>> begin Dataset

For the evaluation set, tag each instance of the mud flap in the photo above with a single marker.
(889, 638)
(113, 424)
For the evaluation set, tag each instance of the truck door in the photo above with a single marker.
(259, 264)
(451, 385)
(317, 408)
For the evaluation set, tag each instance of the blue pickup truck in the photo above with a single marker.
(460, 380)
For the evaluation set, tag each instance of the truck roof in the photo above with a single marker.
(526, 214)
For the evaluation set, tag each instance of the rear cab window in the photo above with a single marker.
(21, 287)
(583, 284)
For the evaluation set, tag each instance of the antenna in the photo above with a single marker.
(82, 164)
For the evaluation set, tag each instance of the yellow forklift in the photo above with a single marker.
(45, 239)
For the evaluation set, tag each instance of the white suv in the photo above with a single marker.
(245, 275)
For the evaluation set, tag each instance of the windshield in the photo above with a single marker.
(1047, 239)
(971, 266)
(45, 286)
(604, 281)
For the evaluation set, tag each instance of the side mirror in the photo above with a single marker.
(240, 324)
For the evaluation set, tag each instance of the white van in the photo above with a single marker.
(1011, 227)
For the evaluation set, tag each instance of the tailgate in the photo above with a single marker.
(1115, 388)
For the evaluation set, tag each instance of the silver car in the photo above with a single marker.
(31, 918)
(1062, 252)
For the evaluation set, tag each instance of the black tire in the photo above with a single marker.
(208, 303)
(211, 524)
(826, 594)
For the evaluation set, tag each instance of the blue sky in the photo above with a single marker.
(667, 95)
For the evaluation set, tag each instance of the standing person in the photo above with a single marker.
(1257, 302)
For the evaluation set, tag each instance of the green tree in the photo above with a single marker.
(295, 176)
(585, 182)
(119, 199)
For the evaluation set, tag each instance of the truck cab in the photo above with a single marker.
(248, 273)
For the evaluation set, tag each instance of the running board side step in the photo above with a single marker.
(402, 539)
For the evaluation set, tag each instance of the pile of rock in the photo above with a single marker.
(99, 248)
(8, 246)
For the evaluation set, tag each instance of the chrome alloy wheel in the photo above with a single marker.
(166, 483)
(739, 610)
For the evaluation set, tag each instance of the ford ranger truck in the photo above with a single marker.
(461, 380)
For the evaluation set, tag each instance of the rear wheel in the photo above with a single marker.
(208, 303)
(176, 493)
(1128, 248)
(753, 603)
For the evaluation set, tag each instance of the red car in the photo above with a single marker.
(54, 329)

>> end Dataset

▶ **Directions**
Update the records from the line with "For the evaluation set, tag each instance of the tailgate" to the line with "(1062, 252)" by changing "silver car" to "gray car", leaving everything else the same. Return only those lines.

▶ **Task output**
For the evaluation set, tag each instance of the tailgate in the photo above with a single marker.
(1115, 388)
For the evaluation set, tag each instance of the gray car in the photo above with a single marker.
(31, 918)
(1062, 252)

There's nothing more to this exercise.